▸ **PASSAGE PROVIDED**:
____
It's like a digital sheet of paper
The extra vertical space is nice to have for working on the two-in-one in its laptop position, but it's also nice in tablet mode. The 3:2 ratio and 13.5-inch size makes the display roughly the dimensions of A4-size paper. Add in the light weight and you can comfortably use the Spin 5 on your arm as you write on the screen -- something that's a little awkward with a larger 14-inch model like the Yoga C940. Like the Yoga, though, Acer includes a small active pen that stores and charges in a garage on the right side.
The pen's tip feels good on the Gorilla Glass display. Sort of like a wax pencil writing on glass. There's enough friction that you don't feel like you're writing on glass but the movement is still fluid. I used it a lot with Microsoft's OneNote and Whiteboard apps and it worked perfectly, even if it's a little thin for me to use for an extended time.
In general, the hinge design is similar to what you'd find on most other two-in-ones. Acer did design them to slightly lift the rear when you're using it as a laptop, which is nice. I did notice that the hinges would occasionally become misaligned when opening it, however, requiring me to close and open it again to get them in line.
A connection assortment worth mentioning
The Spin 5 has two USB-A and two USB-C ports. The latter are Thunderbolt 3 and they can also be used for charging. However, it also has a barrel-connector charger so you can use both USB-C ports for other things. All three are on the left side, though, so you can only charge it from that side. Still, along with a full-size HDMI out and a microSD card slot, this laptop has more connections than most.
The rest of the Spin 5 is what you'd expect to find on a premium two-in-one. There's a comfortable backlit keyboard paired with a smooth precision touchpad with a responsive fingerprint reader embedded in it. The speakers are at the rear of the laptop and can be heard regardless of the mode the Spin 5 is in. They're nothing special and to my ear sound better when you shut off the included DTS audio processing.
____
In the Spin 5 review, what paper size is the display said to roughly match? The listing after this point is separate material, unrelated to the review.

(Point localization data)
____
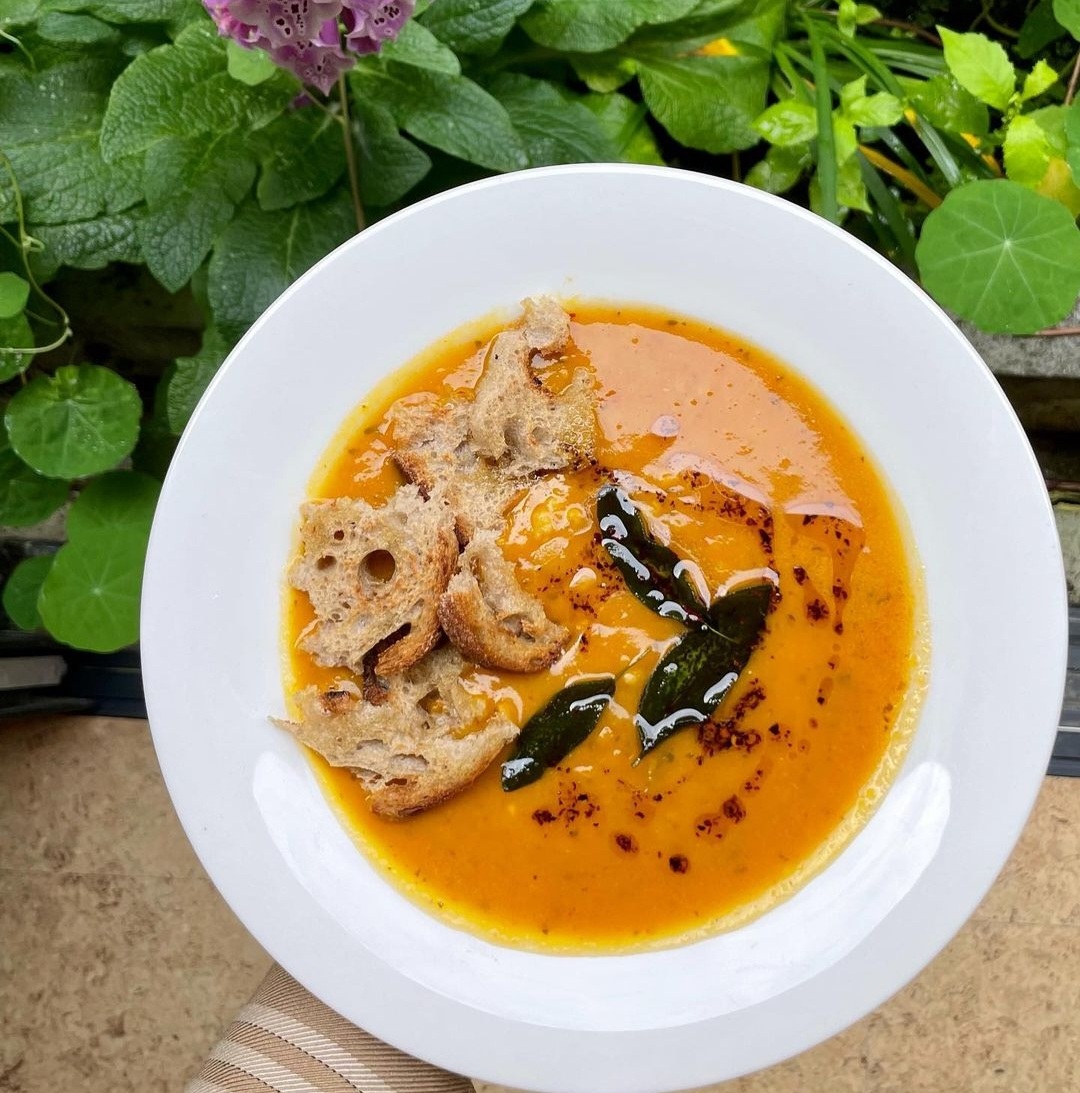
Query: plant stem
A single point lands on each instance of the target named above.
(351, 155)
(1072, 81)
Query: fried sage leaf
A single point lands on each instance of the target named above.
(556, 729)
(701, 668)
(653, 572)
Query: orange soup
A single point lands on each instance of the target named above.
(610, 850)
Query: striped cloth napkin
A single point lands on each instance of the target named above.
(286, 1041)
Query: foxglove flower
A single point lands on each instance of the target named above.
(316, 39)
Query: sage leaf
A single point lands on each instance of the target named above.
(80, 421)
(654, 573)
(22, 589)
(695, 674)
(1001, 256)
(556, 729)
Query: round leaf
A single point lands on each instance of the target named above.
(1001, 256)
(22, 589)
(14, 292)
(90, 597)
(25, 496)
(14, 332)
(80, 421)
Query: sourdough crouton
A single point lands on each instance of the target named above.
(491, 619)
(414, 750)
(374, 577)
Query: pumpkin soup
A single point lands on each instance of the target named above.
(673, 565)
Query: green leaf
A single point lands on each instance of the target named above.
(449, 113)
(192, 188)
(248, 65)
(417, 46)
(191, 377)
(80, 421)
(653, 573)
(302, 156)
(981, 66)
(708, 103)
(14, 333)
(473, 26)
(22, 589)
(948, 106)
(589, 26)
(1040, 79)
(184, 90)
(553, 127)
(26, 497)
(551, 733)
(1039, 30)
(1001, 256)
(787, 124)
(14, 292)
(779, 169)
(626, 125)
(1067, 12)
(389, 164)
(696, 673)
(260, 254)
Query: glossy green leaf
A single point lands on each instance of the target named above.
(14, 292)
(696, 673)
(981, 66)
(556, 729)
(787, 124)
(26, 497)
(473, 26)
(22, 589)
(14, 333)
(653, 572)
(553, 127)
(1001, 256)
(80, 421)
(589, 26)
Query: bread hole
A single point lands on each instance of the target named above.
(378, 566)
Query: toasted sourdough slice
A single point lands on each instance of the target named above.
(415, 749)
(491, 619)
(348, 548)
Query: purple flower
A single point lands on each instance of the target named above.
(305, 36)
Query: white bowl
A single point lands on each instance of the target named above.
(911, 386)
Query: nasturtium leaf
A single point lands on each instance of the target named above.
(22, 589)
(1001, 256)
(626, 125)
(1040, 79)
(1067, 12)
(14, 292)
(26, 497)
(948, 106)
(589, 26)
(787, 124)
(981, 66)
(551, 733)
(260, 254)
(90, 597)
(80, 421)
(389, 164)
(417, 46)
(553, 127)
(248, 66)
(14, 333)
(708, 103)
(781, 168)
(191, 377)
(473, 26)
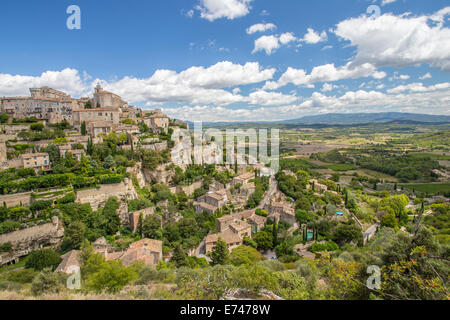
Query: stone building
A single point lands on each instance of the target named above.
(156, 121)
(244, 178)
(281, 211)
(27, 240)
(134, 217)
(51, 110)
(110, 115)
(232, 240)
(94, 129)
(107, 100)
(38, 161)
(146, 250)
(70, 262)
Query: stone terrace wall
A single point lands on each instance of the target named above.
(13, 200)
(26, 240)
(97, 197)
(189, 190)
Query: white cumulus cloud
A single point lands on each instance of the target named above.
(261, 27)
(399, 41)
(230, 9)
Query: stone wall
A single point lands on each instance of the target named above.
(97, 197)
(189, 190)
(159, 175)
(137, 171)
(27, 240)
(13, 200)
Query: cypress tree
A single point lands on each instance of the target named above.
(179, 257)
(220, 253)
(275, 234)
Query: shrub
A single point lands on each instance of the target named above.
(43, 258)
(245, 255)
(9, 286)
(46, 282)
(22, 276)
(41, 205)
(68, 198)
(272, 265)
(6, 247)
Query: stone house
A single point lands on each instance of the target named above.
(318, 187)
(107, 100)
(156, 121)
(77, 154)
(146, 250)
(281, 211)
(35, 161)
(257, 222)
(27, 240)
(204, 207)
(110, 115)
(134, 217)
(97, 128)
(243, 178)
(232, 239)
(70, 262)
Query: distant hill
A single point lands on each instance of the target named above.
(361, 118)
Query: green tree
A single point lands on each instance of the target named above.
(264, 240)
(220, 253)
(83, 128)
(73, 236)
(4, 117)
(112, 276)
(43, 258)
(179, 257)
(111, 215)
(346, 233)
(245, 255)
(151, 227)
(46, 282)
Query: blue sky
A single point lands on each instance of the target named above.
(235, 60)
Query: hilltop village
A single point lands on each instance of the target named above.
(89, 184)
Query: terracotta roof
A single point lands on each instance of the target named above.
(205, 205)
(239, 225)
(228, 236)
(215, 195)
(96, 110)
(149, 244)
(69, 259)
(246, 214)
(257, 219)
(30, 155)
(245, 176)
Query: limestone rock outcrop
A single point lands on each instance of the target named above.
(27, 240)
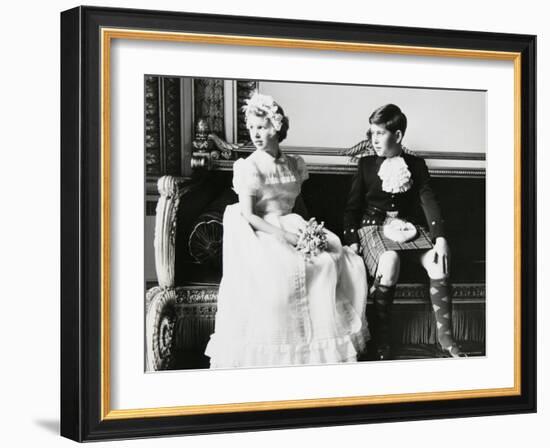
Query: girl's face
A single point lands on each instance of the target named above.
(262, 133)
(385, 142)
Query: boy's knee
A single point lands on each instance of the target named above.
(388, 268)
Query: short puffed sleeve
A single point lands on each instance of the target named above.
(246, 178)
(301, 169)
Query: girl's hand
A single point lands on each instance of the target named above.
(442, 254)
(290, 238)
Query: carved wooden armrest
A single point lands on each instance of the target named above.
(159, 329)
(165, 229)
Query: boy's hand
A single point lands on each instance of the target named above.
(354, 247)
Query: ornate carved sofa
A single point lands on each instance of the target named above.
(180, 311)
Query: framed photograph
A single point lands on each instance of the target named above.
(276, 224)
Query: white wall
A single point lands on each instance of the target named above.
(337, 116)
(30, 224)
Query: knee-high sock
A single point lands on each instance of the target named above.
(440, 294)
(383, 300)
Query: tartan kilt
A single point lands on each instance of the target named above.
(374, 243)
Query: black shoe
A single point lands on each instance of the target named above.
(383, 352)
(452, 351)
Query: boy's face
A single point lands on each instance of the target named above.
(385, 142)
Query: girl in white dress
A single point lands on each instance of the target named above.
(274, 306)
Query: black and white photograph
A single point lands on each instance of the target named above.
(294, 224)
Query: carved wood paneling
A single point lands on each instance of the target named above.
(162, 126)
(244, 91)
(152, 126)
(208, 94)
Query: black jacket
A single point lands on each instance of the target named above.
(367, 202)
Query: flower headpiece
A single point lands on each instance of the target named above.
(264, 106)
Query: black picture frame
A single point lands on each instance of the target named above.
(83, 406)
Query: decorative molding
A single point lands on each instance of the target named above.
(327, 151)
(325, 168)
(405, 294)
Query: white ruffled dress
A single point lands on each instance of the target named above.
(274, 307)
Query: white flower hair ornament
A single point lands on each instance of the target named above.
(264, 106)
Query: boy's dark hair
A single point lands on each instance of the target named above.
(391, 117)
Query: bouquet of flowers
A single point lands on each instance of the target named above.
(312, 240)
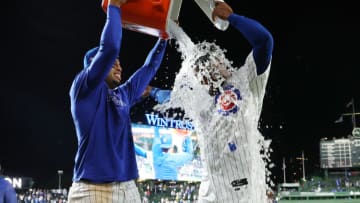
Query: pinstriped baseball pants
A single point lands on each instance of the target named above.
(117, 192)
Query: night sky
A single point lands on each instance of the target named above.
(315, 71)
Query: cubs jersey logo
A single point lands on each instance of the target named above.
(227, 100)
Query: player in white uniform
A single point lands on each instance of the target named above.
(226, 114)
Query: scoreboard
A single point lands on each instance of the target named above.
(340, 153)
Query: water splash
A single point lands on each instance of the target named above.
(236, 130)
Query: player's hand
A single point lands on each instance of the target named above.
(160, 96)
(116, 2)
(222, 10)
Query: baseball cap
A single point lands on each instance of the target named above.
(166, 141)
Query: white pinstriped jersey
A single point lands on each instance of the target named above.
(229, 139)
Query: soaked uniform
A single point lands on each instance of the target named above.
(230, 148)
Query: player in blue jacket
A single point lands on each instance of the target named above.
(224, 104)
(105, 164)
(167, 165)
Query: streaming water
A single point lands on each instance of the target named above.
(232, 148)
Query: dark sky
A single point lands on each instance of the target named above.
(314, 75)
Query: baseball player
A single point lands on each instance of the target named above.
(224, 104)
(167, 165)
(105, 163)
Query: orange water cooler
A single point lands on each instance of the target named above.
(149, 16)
____
▸ **OUTPUT FOR THIS TASK**: A4-size paper